## Extracted information

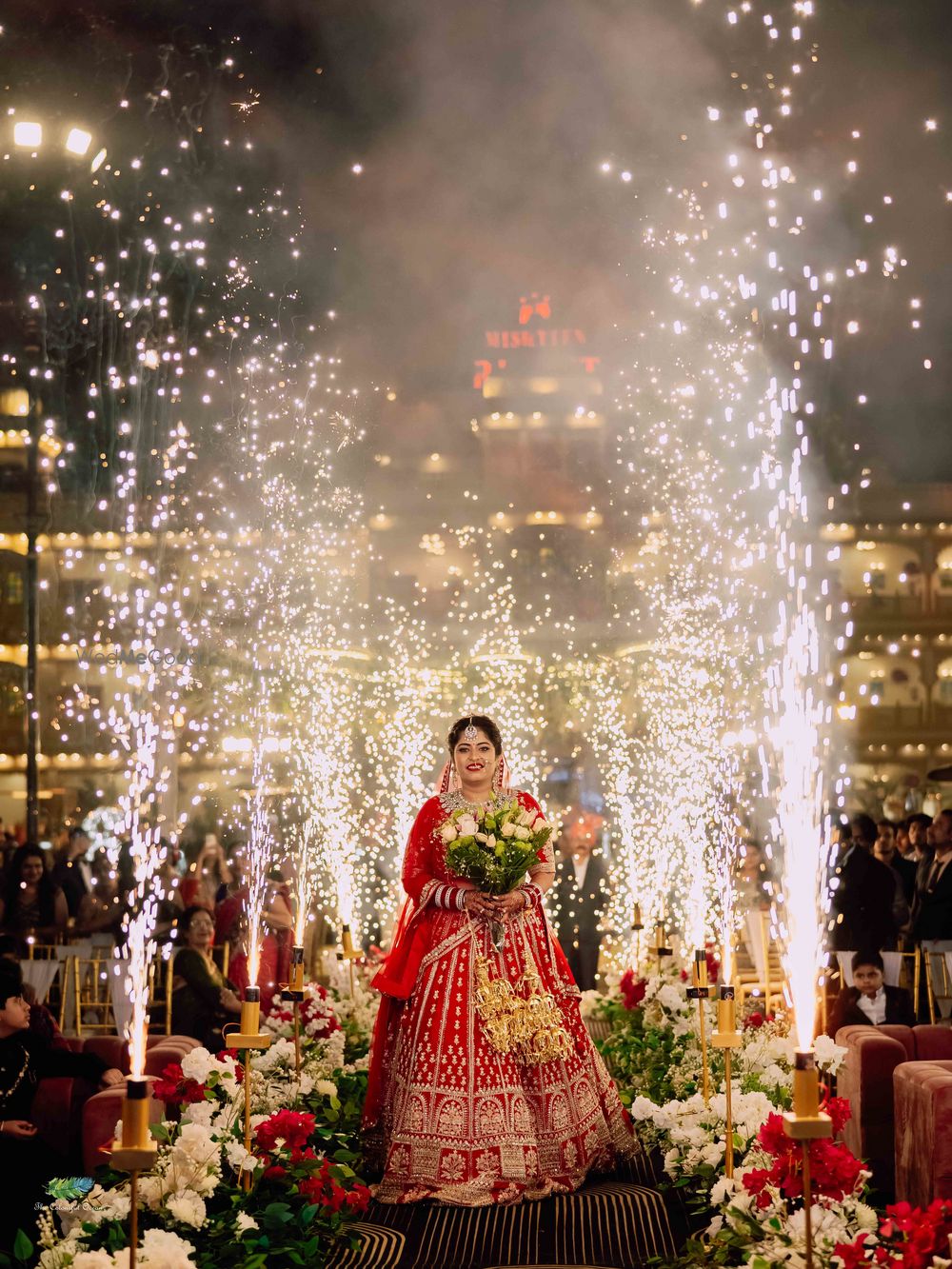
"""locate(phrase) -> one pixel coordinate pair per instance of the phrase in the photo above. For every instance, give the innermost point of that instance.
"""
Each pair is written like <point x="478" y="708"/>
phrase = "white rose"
<point x="187" y="1207"/>
<point x="197" y="1063"/>
<point x="162" y="1249"/>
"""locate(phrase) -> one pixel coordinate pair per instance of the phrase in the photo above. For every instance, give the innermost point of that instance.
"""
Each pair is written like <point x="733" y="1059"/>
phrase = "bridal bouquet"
<point x="495" y="845"/>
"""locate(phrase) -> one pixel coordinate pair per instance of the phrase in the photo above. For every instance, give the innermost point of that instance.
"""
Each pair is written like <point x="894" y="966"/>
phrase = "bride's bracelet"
<point x="449" y="896"/>
<point x="532" y="892"/>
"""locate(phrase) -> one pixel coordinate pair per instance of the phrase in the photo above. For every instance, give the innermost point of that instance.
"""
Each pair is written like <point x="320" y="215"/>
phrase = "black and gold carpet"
<point x="613" y="1223"/>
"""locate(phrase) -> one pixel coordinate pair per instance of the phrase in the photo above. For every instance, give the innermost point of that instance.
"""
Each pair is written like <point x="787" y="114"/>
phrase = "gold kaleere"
<point x="528" y="1025"/>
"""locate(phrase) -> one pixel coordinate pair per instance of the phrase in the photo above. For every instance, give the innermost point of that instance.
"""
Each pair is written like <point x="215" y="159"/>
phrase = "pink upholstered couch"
<point x="866" y="1078"/>
<point x="923" y="1098"/>
<point x="75" y="1120"/>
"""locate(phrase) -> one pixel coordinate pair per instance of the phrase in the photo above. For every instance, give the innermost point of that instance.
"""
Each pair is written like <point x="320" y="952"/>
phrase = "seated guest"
<point x="72" y="873"/>
<point x="32" y="905"/>
<point x="41" y="1021"/>
<point x="202" y="1001"/>
<point x="208" y="877"/>
<point x="25" y="1061"/>
<point x="870" y="1002"/>
<point x="101" y="910"/>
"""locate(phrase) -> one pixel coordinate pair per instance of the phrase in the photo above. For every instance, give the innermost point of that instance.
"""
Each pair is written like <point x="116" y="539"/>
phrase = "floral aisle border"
<point x="754" y="1219"/>
<point x="307" y="1191"/>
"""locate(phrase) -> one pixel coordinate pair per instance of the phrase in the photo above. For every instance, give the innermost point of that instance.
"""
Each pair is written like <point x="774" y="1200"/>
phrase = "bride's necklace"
<point x="455" y="801"/>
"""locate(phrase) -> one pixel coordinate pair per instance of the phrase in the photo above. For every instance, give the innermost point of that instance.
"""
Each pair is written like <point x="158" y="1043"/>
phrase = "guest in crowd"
<point x="208" y="877"/>
<point x="278" y="922"/>
<point x="581" y="899"/>
<point x="932" y="913"/>
<point x="30" y="903"/>
<point x="41" y="1021"/>
<point x="753" y="879"/>
<point x="101" y="911"/>
<point x="863" y="891"/>
<point x="870" y="1002"/>
<point x="902" y="837"/>
<point x="25" y="1061"/>
<point x="202" y="999"/>
<point x="74" y="873"/>
<point x="920" y="830"/>
<point x="887" y="853"/>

## Task requirements
Your copy of the records must be exact and must contain no pictures.

## Written response
"""locate(phrase) -> one pixel coordinate pair per instance of the phrase in the photo above. For every instance, give the innermost point of that instance.
"""
Each pair is written like <point x="478" y="708"/>
phrase = "white rose"
<point x="187" y="1207"/>
<point x="197" y="1063"/>
<point x="162" y="1249"/>
"""locate(phrase) -> one pixel coordinate pair per instance of the phrase in the photo above. For every instance, give the innermost point of that instance.
"""
Each pair is written like <point x="733" y="1059"/>
phrase = "bridal bouquet"
<point x="495" y="845"/>
"""locate(phrase) -> one pixel coordinate pair per instance of the phrase in the photo above. For every instance, give the innermost point of that instance.
"""
Each pair is written like <point x="894" y="966"/>
phrase = "bride's bracelet"
<point x="449" y="896"/>
<point x="532" y="892"/>
"""locate(phrase) -> one pixel coordinate pair per instance of the phrase in the photo above. For every instance, give the innermost point of that instance.
"""
Each pair is written like <point x="320" y="215"/>
phrase = "black and gold carpet"
<point x="613" y="1223"/>
"""locate(phrase) -> one pixel coordinate pair per instance of the phrase in the photo above. For every instance, give the innermost point of that instance.
"""
Each pair is written like <point x="787" y="114"/>
phrase = "gold kaleere"
<point x="528" y="1025"/>
"""locate(phrase) -> one pixel coordinate pair per instance of the phrase in the photo above. For every instance, give the innermost point of that instance.
"""
Each pair is written like <point x="215" y="159"/>
phrase = "pink upholstered couch"
<point x="866" y="1078"/>
<point x="923" y="1098"/>
<point x="75" y="1120"/>
"""locate(phrase) -> one pixel coordinate pair per instance of the phrase in the photo above. For every instance, give the innermost point of that instance.
"""
Each pair is written like <point x="320" y="952"/>
phrase = "seated guest"
<point x="72" y="873"/>
<point x="32" y="905"/>
<point x="41" y="1021"/>
<point x="202" y="1001"/>
<point x="208" y="877"/>
<point x="25" y="1061"/>
<point x="870" y="1002"/>
<point x="101" y="910"/>
"""locate(phrase) -> one pixel coordinate pair per instance of the phrase in the photo above. For every instance, give the innermost point of that instance.
"""
Each pair is written like <point x="116" y="539"/>
phrase = "floral aisle border"
<point x="754" y="1219"/>
<point x="307" y="1191"/>
"""locate(phrase) -> one pixel coordinate pair per instance of the phrase in the photo above. For every instance, give the innermost point of that instance.
"""
Each pair is written like <point x="774" y="1200"/>
phrase = "bride's necklace"
<point x="455" y="801"/>
"""locate(phrase) -> one pixel coordinate pair per instance of the phrase in the photo above. For every instance, give the innermost point of that instance.
"""
Each pair is written like <point x="158" y="1043"/>
phrase = "guest in crowd"
<point x="208" y="877"/>
<point x="278" y="922"/>
<point x="581" y="899"/>
<point x="932" y="913"/>
<point x="30" y="903"/>
<point x="41" y="1021"/>
<point x="753" y="879"/>
<point x="101" y="911"/>
<point x="863" y="891"/>
<point x="870" y="1002"/>
<point x="902" y="837"/>
<point x="25" y="1061"/>
<point x="202" y="999"/>
<point x="74" y="873"/>
<point x="920" y="830"/>
<point x="887" y="853"/>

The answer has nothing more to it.